Wednesday, June 11, 2008

Father’s Day

“It is a wise father that knows his own child.”—William Shakespeare, playwright

Every June, Father’s Day appears, and three out of four American families celebrate the holiday. The challenge for parents, however, is to not have unrealistic expectations about the holiday that result in a letdown. To make Father’s Day more meaningful, consider these ideas.

Try it...

For all parents

  • Instead of thinking of the holiday as one that celebrates only dads, think of it as a family day. What activities can you do as a family to enjoy being together? If you don’t have custody of your child today, call your child and say hello. For more ideas on how to stay connected, read Stay Close, http://mvparentstore.search-institute.org/product.php?productid=16143.

  • Hang out with your kids today. Join in with what they enjoy doing, such as shooting hoops, playing video games, or making something together. If you don’t know how to play a certain video game, ask your child to teach you.

  • Tell stories about what you love or admire about your kids. Remember times when they were younger that made you proud.

For parents with children ages birth to 5

  • Spend time playing with your kids today. Dr. Stanley Greenspan says that spending 30 minutes of floor time (getting down on the floor and playing with your kids) has the most benefits. Instead of dictating what to play, ask your children what they want to do, and play on their terms.

:::

* [TO BE DONE]
**A)** Reproduce the part of the Father's Day post between "For parents with" and "on their terms.", inclusive.
**B)** Find every line in the entries below that contains the string "mask" and copy each one.

Dataset items
:::

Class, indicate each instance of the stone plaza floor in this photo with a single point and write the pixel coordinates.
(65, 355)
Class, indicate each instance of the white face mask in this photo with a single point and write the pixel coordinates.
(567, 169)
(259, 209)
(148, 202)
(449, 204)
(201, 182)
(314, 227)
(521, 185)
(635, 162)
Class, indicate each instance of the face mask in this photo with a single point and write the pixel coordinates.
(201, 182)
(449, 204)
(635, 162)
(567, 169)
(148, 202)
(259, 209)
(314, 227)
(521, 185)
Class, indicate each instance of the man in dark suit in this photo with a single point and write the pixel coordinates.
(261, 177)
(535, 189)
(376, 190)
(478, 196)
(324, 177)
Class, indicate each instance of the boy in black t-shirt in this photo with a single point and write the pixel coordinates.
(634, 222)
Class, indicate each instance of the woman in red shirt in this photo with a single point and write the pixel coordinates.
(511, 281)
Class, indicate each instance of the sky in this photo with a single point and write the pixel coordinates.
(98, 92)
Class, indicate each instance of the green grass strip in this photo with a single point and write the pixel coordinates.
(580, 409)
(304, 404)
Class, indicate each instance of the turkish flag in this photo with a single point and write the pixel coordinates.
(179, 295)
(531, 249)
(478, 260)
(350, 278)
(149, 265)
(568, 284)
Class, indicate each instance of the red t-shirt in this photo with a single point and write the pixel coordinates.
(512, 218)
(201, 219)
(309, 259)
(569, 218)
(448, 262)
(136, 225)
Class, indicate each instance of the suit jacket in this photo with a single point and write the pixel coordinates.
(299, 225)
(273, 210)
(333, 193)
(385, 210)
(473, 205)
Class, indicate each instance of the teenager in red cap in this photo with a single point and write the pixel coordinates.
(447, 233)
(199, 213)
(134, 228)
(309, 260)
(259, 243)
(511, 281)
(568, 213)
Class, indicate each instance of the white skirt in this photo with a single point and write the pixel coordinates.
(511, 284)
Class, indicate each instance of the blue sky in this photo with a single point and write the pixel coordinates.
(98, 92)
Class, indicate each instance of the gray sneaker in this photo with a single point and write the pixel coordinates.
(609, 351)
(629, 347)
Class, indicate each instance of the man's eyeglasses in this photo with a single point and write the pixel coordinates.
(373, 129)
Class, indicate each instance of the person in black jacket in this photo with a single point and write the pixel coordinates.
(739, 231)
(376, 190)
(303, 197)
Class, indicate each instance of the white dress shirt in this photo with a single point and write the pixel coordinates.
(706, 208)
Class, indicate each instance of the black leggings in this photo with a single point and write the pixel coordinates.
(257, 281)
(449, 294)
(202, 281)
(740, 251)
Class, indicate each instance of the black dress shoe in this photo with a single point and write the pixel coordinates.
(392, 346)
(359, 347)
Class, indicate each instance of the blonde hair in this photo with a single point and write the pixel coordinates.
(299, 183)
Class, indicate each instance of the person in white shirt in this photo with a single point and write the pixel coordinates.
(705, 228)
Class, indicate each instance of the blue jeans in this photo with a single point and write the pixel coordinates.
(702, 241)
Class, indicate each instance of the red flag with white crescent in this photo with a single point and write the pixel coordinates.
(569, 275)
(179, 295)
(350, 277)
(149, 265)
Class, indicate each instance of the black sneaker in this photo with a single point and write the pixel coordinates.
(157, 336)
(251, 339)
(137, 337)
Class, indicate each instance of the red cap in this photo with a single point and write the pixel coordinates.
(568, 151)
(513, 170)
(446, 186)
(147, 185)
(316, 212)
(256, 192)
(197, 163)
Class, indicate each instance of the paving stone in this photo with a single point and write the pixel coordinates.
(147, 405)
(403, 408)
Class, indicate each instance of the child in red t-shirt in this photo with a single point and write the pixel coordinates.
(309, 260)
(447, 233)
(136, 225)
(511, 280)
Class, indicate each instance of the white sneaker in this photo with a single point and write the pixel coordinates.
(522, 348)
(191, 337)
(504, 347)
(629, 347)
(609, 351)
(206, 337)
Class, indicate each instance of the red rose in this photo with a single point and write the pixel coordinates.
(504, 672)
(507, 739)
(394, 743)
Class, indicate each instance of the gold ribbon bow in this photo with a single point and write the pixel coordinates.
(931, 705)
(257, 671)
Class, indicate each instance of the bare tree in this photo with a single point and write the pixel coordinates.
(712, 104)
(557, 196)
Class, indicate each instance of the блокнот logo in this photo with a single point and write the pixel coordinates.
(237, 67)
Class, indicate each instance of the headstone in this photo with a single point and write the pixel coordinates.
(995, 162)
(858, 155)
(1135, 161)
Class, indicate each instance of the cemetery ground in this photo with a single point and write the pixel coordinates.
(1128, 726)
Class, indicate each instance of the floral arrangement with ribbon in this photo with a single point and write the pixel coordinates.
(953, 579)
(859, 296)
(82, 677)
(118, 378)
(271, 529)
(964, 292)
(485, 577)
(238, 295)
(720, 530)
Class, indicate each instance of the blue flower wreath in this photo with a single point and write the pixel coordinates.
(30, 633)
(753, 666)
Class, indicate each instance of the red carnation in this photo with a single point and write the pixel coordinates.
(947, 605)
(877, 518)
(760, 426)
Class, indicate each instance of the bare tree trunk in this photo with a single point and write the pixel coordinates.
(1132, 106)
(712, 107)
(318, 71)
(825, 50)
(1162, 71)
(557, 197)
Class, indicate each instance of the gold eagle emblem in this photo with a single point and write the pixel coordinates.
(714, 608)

:::

* [RESPONSES PER TASK]
**A)**
For parents with children ages birth to 5

  • Spend time playing with your kids today. Dr. Stanley Greenspan says that spending 30 minutes of floor time (getting down on the floor and playing with your kids) has the most benefits. Instead of dictating what to play, ask your children what they want to do, and play on their terms.

**B)**
Class, indicate each instance of the white face mask in this photo with a single point and write the pixel coordinates.
Class, indicate each instance of the face mask in this photo with a single point and write the pixel coordinates.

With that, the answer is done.